■ DIRECTIVE 1: Please switch "boulder" to "large rock" in the rows below, from the start of the rows through the line with "point(776, 358)", and return those lines with nothing else altered.

■ SOURCE PASSAGE:
* START *

# Help: Worldmark Housekeeping Charge question



## Cathyb (Sep 23, 2008)

I gave 9000 Worldmark credits to RCI for a one bedroom Wyndham Grand Resort in Las Vegas for a family birthday gathering.

Yesterday I get a $63 bill from Worldmark for Housekeeping.  Is this normal when it is an RCI 'exchange' into a Wyndham (not Worldmark) resort?  

Can someone explain the connection please    Thank you in advance.


----------



## ladycody (Sep 23, 2008)

I believe that when you deposit to RCI or II...they include a hskg token to cover hskg in which case you would not be charged.  If you didnt have a token available...that may explain why you are now seeing the charge.


----------



## yumdrey (Sep 23, 2008)

It happened to me before. I exchanged my WM with Marriott 2BR through II and WM sent me a bill for $70. They said I used my tokens already (for the previous reservations), so I need to pay for this new exchange. I made 4 exchanges and paid one token fee.


----------



## LLW (Sep 23, 2008)

Cathyb said:


> I gave 9000 Worldmark credits to RCI for a one bedroom Wyndham Grand Resort in Las Vegas for a family birthday gathering.
> 
> Yesterday I get a $63 bill from Worldmark for Housekeeping.  Is this normal when it is an RCI 'exchange' into a Wyndham (not Worldmark) resort?
> 
> Can someone explain the connection please    Thank you in advance.



Anytime you do an exchange, WM has to give RCI/II/etc. a WM unit for one week in exchange for the exchange week that you get. That WM unit needs to be cleaned. So you have to use a HK token/charge for each exchange.


----------



## Cathyb (Sep 23, 2008)

Thanks everyone -- they catch you coming and going, don't they


----------

* END *

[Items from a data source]

* START *

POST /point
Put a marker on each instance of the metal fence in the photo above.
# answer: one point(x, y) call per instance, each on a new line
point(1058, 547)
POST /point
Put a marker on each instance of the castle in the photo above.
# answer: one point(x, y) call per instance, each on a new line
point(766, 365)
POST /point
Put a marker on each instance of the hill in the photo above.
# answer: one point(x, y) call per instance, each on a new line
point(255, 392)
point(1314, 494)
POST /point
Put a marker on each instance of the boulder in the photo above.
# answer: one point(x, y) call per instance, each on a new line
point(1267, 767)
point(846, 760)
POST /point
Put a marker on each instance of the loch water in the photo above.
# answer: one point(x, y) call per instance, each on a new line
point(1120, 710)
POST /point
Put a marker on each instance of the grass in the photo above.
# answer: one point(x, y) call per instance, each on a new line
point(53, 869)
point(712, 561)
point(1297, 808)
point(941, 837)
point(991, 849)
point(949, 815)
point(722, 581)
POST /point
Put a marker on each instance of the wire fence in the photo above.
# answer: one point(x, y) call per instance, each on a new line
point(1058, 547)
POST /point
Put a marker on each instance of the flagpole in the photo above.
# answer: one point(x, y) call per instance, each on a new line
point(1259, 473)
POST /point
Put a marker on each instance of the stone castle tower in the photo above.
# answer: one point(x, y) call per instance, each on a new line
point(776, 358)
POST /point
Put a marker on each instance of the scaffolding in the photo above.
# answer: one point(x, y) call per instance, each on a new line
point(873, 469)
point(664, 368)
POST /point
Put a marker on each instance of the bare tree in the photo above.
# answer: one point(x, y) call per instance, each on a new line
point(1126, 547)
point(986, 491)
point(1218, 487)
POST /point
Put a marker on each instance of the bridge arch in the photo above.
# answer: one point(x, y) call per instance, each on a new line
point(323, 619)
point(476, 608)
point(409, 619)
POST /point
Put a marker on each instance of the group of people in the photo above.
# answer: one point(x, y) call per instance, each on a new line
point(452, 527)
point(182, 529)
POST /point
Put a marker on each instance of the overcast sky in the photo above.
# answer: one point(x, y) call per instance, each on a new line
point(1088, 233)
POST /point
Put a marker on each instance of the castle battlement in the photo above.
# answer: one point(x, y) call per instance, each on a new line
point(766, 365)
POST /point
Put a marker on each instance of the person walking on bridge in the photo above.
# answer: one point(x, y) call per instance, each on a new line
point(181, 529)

* END *

■ DIRECTIVE 2: Quote the Worldmark housekeeping charge thread word for word, from "It happened to" to "LLW (Sep 23, 2008)".

■ RIGHT ANSWER 1:
POST /point
Put a marker on each instance of the metal fence in the photo above.
# answer: one point(x, y) call per instance, each on a new line
point(1058, 547)
POST /point
Put a marker on each instance of the castle in the photo above.
# answer: one point(x, y) call per instance, each on a new line
point(766, 365)
POST /point
Put a marker on each instance of the hill in the photo above.
# answer: one point(x, y) call per instance, each on a new line
point(255, 392)
point(1314, 494)
POST /point
Put a marker on each instance of the large rock in the photo above.
# answer: one point(x, y) call per instance, each on a new line
point(1267, 767)
point(846, 760)
POST /point
Put a marker on each instance of the loch water in the photo above.
# answer: one point(x, y) call per instance, each on a new line
point(1120, 710)
POST /point
Put a marker on each instance of the grass in the photo above.
# answer: one point(x, y) call per instance, each on a new line
point(53, 869)
point(712, 561)
point(1297, 808)
point(941, 837)
point(991, 849)
point(949, 815)
point(722, 581)
POST /point
Put a marker on each instance of the wire fence in the photo above.
# answer: one point(x, y) call per instance, each on a new line
point(1058, 547)
POST /point
Put a marker on each instance of the flagpole in the photo above.
# answer: one point(x, y) call per instance, each on a new line
point(1259, 473)
POST /point
Put a marker on each instance of the stone castle tower in the photo above.
# answer: one point(x, y) call per instance, each on a new line
point(776, 358)

■ RIGHT ANSWER 2:
It happened to me before. I exchanged my WM with Marriott 2BR through II and WM sent me a bill for $70. They said I used my tokens already (for the previous reservations), so I need to pay for this new exchange. I made 4 exchanges and paid one token fee.


----------



## LLW (Sep 23, 2008)